Reproduce the rows below verbatim, beginning with the line containing "green crop row --all" and continuing through the line containing "[261,26,403,223]", with both of those lines included. Omit the pictures from your reproduction.

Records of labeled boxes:
====

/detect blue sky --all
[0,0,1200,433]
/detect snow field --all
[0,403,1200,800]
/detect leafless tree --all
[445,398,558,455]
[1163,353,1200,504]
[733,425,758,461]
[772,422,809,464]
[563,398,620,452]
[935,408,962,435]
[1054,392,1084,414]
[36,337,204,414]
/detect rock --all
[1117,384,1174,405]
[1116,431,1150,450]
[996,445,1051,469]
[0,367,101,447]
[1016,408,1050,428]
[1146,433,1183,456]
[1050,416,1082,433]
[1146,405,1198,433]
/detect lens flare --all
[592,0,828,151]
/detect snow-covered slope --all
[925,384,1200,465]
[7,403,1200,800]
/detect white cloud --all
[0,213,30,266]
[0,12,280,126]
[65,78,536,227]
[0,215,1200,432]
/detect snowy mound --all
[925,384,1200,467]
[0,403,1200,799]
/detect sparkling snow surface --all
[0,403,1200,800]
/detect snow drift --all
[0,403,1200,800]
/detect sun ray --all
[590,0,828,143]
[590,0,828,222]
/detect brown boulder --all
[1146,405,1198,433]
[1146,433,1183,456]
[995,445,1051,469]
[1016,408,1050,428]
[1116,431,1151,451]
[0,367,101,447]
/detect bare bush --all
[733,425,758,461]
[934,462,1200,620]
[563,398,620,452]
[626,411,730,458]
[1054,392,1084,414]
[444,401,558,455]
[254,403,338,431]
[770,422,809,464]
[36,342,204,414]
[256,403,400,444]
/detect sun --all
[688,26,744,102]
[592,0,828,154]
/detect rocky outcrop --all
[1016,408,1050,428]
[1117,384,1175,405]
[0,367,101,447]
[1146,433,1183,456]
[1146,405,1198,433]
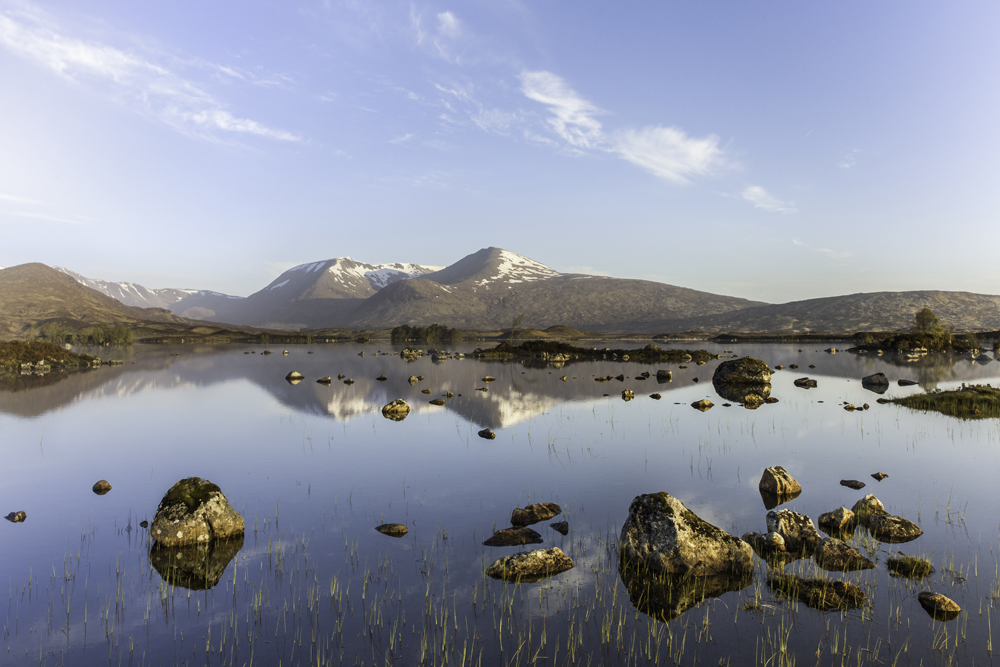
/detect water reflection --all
[149,534,243,591]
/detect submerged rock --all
[917,591,962,621]
[757,466,802,496]
[767,572,865,611]
[149,477,243,547]
[813,537,875,572]
[375,523,410,537]
[619,493,753,577]
[382,398,410,422]
[483,526,545,547]
[767,510,823,555]
[149,533,243,591]
[510,503,562,526]
[885,554,934,580]
[486,547,573,583]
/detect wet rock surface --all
[619,493,753,577]
[483,526,545,547]
[149,477,243,547]
[510,503,562,526]
[486,547,573,583]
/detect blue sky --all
[0,0,1000,302]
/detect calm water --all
[0,343,1000,665]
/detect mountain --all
[0,263,189,336]
[52,266,205,308]
[657,290,1000,333]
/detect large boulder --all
[619,492,753,577]
[149,477,243,547]
[712,357,771,385]
[486,547,573,583]
[767,510,823,555]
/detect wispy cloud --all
[792,239,853,260]
[740,185,798,213]
[614,127,725,185]
[518,71,604,148]
[0,6,301,141]
[518,71,726,184]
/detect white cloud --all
[519,71,603,148]
[613,127,725,184]
[740,185,798,213]
[0,6,301,141]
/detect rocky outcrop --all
[619,493,753,577]
[767,510,823,555]
[149,533,243,591]
[486,547,573,583]
[510,503,562,526]
[483,526,545,547]
[149,477,243,547]
[382,398,410,422]
[813,537,875,572]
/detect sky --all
[0,0,1000,303]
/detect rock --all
[861,373,889,394]
[486,547,573,583]
[885,554,934,580]
[149,477,243,547]
[851,493,885,526]
[819,507,854,535]
[757,466,802,496]
[813,537,875,572]
[382,398,410,422]
[712,357,771,385]
[767,510,823,555]
[149,533,243,591]
[375,523,410,537]
[510,503,562,526]
[483,526,544,547]
[767,572,865,611]
[866,514,924,544]
[619,493,753,577]
[917,591,962,621]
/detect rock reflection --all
[618,562,753,623]
[149,535,243,591]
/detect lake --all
[0,342,1000,665]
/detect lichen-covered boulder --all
[382,398,410,422]
[712,357,771,385]
[619,492,753,577]
[486,547,573,583]
[149,477,243,547]
[767,510,823,554]
[510,503,562,526]
[813,537,875,572]
[757,466,802,496]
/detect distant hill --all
[656,290,1000,333]
[0,263,190,337]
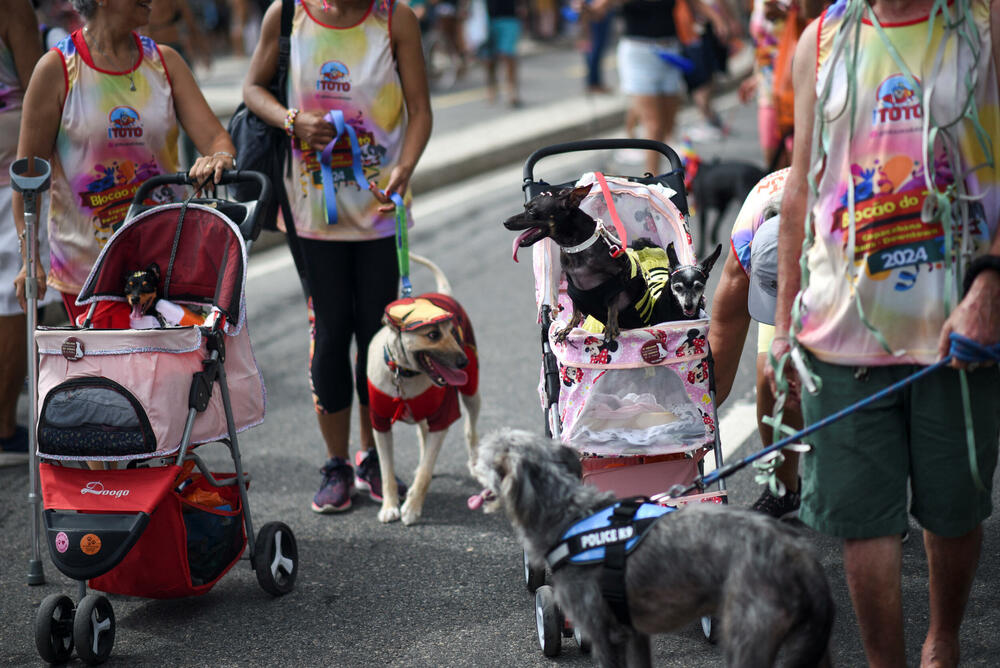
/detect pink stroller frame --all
[35,172,298,663]
[523,139,726,656]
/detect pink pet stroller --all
[523,140,726,656]
[35,172,298,664]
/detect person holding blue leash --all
[243,0,432,513]
[767,0,1000,667]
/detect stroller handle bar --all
[132,169,272,240]
[524,139,683,183]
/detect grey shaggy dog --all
[475,429,834,668]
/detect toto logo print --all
[108,107,142,139]
[80,480,129,499]
[316,60,351,93]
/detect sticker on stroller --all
[62,336,83,362]
[80,533,101,557]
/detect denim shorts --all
[618,37,684,95]
[800,357,1000,539]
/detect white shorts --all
[618,37,684,95]
[0,186,59,316]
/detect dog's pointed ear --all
[701,244,722,274]
[566,183,594,209]
[667,241,681,269]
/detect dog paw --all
[403,501,422,526]
[378,506,399,524]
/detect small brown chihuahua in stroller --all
[504,185,722,343]
[469,429,834,668]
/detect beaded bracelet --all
[285,107,299,137]
[962,255,1000,295]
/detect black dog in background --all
[691,159,767,257]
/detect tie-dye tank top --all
[285,0,410,241]
[0,39,24,187]
[49,30,178,294]
[798,0,1000,366]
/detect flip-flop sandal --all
[0,425,28,466]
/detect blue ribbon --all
[656,49,694,74]
[319,109,368,225]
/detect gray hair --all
[70,0,97,19]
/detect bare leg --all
[633,95,678,174]
[757,353,802,492]
[501,56,521,106]
[920,525,983,668]
[0,314,28,438]
[844,536,906,668]
[316,406,351,459]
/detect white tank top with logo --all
[285,0,410,241]
[49,30,178,294]
[798,0,1000,366]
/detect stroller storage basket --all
[90,474,246,598]
[35,327,264,460]
[540,320,715,456]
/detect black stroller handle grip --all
[524,139,684,183]
[133,169,271,202]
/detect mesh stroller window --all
[38,377,156,457]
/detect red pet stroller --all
[35,172,298,664]
[523,139,726,656]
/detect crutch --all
[10,158,52,585]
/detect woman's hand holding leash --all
[292,111,335,151]
[368,165,413,213]
[938,271,1000,371]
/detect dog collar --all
[382,346,420,378]
[560,218,622,257]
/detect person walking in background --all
[14,0,235,327]
[593,0,725,174]
[482,0,524,108]
[766,0,1000,667]
[243,0,432,513]
[708,169,802,519]
[0,0,52,466]
[573,0,615,94]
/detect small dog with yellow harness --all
[367,253,480,525]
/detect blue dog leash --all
[669,333,1000,498]
[319,109,368,225]
[319,109,413,297]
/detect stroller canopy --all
[77,203,246,326]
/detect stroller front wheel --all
[35,594,73,663]
[73,594,115,666]
[253,522,299,596]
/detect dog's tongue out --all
[422,355,469,387]
[513,227,534,262]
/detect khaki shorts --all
[800,356,1000,539]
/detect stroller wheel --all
[523,552,545,594]
[701,617,719,645]
[35,594,73,663]
[73,594,115,666]
[253,522,299,596]
[535,585,564,657]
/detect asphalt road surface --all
[0,90,1000,667]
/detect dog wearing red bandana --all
[367,253,479,525]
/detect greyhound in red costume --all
[367,254,479,525]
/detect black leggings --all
[299,237,399,413]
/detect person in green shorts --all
[767,0,1000,667]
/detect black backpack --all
[226,0,295,234]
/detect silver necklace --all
[83,27,135,93]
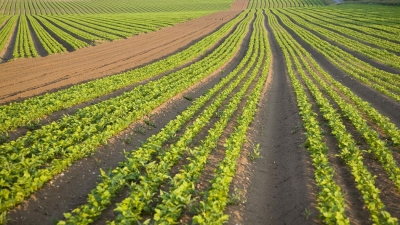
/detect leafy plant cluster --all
[266,11,350,224]
[0,13,246,133]
[13,16,38,58]
[0,7,251,221]
[193,10,271,224]
[275,8,400,102]
[268,7,399,224]
[60,11,251,224]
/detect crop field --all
[0,0,400,225]
[0,0,231,61]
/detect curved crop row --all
[303,9,398,41]
[278,8,400,69]
[274,11,400,101]
[35,16,88,50]
[0,12,247,133]
[191,10,271,224]
[291,10,400,53]
[0,8,250,215]
[28,16,67,54]
[0,16,18,53]
[13,16,38,58]
[267,11,349,224]
[0,0,232,15]
[272,8,399,224]
[60,15,258,224]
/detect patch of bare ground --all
[238,18,319,224]
[0,0,247,103]
[3,11,249,142]
[7,11,248,225]
[280,12,400,74]
[299,52,378,224]
[278,13,400,127]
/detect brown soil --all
[229,18,318,224]
[0,0,247,103]
[7,4,249,225]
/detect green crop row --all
[267,11,350,224]
[0,12,246,133]
[303,9,399,41]
[0,9,250,215]
[13,16,38,58]
[191,10,271,224]
[291,10,400,53]
[0,0,233,15]
[278,8,400,69]
[272,8,399,224]
[248,0,325,9]
[0,16,18,53]
[274,11,400,101]
[60,14,258,224]
[34,16,88,50]
[153,10,265,224]
[60,11,260,224]
[106,11,252,224]
[28,16,67,54]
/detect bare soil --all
[0,0,400,225]
[0,0,247,104]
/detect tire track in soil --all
[238,14,318,224]
[0,0,247,104]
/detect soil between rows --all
[0,1,400,224]
[7,7,251,225]
[0,0,247,104]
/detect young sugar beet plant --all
[280,23,397,224]
[59,11,256,224]
[266,11,350,224]
[193,11,271,224]
[153,15,265,224]
[0,12,247,133]
[292,42,400,190]
[274,11,400,102]
[0,8,251,218]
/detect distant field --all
[0,0,236,61]
[0,0,233,15]
[0,0,400,225]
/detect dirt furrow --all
[0,0,247,103]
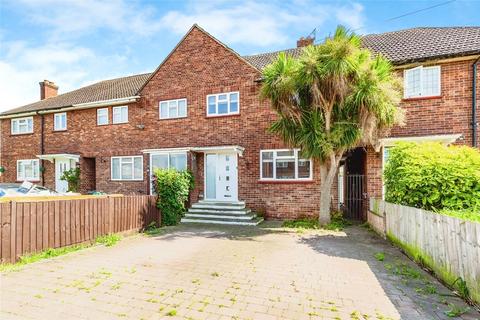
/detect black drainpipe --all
[37,112,45,186]
[472,56,480,148]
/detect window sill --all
[258,179,315,184]
[205,113,240,119]
[402,96,442,102]
[10,132,33,137]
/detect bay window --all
[260,149,312,180]
[111,156,143,180]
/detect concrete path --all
[0,223,480,320]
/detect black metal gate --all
[344,174,366,220]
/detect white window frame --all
[158,98,188,120]
[403,66,442,99]
[97,108,110,126]
[112,106,128,124]
[110,156,143,181]
[206,91,240,117]
[260,149,313,181]
[53,112,68,131]
[10,117,33,135]
[17,159,40,181]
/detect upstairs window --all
[404,66,441,98]
[10,117,33,134]
[207,92,240,117]
[160,99,187,119]
[260,149,312,180]
[112,106,128,124]
[112,156,143,180]
[97,108,109,126]
[53,112,67,131]
[17,159,40,181]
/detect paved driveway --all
[0,224,479,319]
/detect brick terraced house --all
[0,25,480,224]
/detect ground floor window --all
[150,152,187,173]
[260,149,312,180]
[17,159,40,181]
[112,156,143,180]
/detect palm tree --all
[261,26,403,223]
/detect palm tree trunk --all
[318,152,343,224]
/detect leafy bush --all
[154,169,194,226]
[384,142,480,215]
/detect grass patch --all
[373,252,385,261]
[282,213,351,231]
[95,233,122,247]
[0,234,125,273]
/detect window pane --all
[298,159,310,179]
[152,154,168,170]
[178,100,187,117]
[275,159,295,179]
[133,157,143,179]
[170,154,187,171]
[112,158,120,179]
[121,159,133,180]
[262,161,273,178]
[277,150,295,157]
[422,67,440,96]
[168,101,177,118]
[218,100,228,114]
[208,96,217,114]
[160,102,168,119]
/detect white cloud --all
[161,0,364,47]
[0,41,126,112]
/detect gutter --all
[0,96,140,119]
[472,56,480,148]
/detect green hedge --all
[154,169,194,226]
[384,143,480,215]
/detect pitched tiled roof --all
[244,27,480,69]
[2,73,150,115]
[2,27,480,115]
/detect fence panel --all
[0,195,160,262]
[368,199,480,302]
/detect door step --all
[181,200,263,226]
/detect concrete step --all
[185,212,257,220]
[181,217,263,226]
[188,208,252,215]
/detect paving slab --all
[0,222,480,320]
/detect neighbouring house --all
[0,25,480,221]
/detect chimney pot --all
[39,80,58,100]
[297,37,315,48]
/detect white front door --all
[205,153,238,201]
[55,159,70,192]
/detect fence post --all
[10,201,17,263]
[107,196,115,233]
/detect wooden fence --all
[0,195,160,262]
[368,199,480,303]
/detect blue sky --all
[0,0,480,111]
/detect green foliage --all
[373,252,385,261]
[60,168,80,192]
[282,212,351,231]
[95,233,122,247]
[154,169,194,226]
[384,142,480,221]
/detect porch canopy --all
[375,134,462,152]
[37,153,80,163]
[142,145,245,156]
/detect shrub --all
[60,168,80,192]
[384,142,480,212]
[154,169,194,226]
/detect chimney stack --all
[40,80,58,100]
[297,36,315,48]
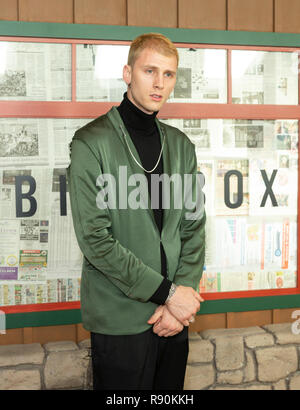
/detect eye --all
[165,73,174,78]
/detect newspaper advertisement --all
[164,119,298,292]
[0,42,72,101]
[76,44,129,101]
[169,47,227,103]
[232,50,298,105]
[0,119,86,306]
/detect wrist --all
[165,283,177,304]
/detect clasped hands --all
[148,286,204,337]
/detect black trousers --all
[91,327,188,390]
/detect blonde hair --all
[127,33,179,67]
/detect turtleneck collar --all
[118,93,158,134]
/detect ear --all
[123,64,131,85]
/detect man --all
[68,33,205,390]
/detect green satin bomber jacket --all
[67,107,205,335]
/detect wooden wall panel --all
[127,0,177,27]
[74,0,127,26]
[0,329,24,346]
[227,310,272,329]
[0,0,18,20]
[274,0,300,33]
[19,0,73,23]
[178,0,227,30]
[227,0,274,31]
[273,304,300,323]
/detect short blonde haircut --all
[127,33,179,67]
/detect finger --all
[147,310,162,325]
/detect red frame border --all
[0,36,300,313]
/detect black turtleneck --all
[118,93,172,305]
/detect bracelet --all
[165,283,177,303]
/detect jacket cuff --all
[149,278,172,305]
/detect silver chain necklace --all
[120,125,166,174]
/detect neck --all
[118,93,157,132]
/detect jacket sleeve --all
[173,144,206,291]
[67,139,163,302]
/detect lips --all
[150,94,162,101]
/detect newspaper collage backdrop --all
[0,41,298,306]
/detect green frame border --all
[0,20,300,47]
[0,21,300,329]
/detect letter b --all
[15,175,37,218]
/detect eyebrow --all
[144,65,176,74]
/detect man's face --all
[123,48,177,114]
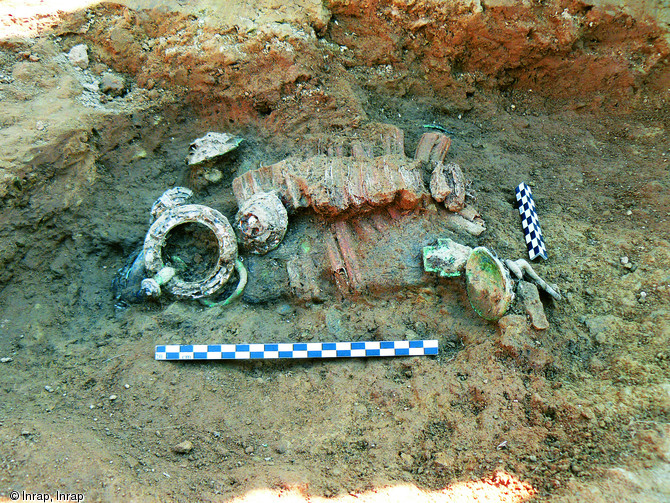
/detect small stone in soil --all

====

● **SOLVED PROBLEM**:
/detect green crop row --all
[267,11,350,224]
[0,12,246,133]
[303,9,399,41]
[0,9,250,215]
[13,16,38,58]
[191,10,271,224]
[291,10,400,53]
[0,0,233,15]
[278,8,400,69]
[272,8,399,224]
[248,0,325,9]
[0,16,18,53]
[274,11,400,101]
[60,14,258,224]
[34,16,88,50]
[153,10,265,224]
[60,11,260,224]
[106,11,252,224]
[28,16,67,54]
/detect bare soil --all
[0,0,400,225]
[0,0,247,104]
/detect tire track in soil --all
[238,14,318,224]
[0,0,247,104]
/detect soil between rows --all
[0,1,400,224]
[7,7,251,225]
[0,0,247,104]
/detect young sugar beet plant --all
[280,23,397,224]
[59,11,256,224]
[266,11,350,224]
[193,11,271,224]
[153,15,265,224]
[0,12,247,133]
[292,42,400,190]
[274,11,400,102]
[0,8,251,218]
/detect distant field --all
[0,0,236,61]
[0,0,233,15]
[0,0,400,225]
/detect dirt furrow --all
[0,0,247,103]
/detect black drainpipe --all
[37,112,45,186]
[472,56,480,148]
/detect window sill --all
[258,179,315,184]
[205,113,240,119]
[402,96,442,102]
[10,132,33,137]
/detect bay window --all
[260,149,312,180]
[111,156,143,180]
/detect concrete path --all
[0,223,480,320]
/detect black metal gate --all
[344,174,366,220]
/detect white window frame --all
[158,98,188,120]
[403,66,442,99]
[97,108,110,126]
[112,106,128,124]
[110,156,143,181]
[206,91,240,117]
[260,149,313,181]
[53,112,68,131]
[10,117,33,135]
[17,159,40,181]
/detect upstairs window --all
[404,66,441,98]
[10,117,33,134]
[207,92,240,117]
[160,99,187,119]
[260,149,312,180]
[112,106,128,124]
[112,156,143,180]
[97,108,109,126]
[53,112,67,131]
[17,159,40,181]
/detect paved driveway --all
[0,224,479,319]
/detect brick terraced house --all
[0,25,480,224]
/detect ground floor window --all
[150,152,187,173]
[260,149,312,180]
[17,159,40,181]
[112,156,143,180]
/detect palm tree --all
[261,26,403,223]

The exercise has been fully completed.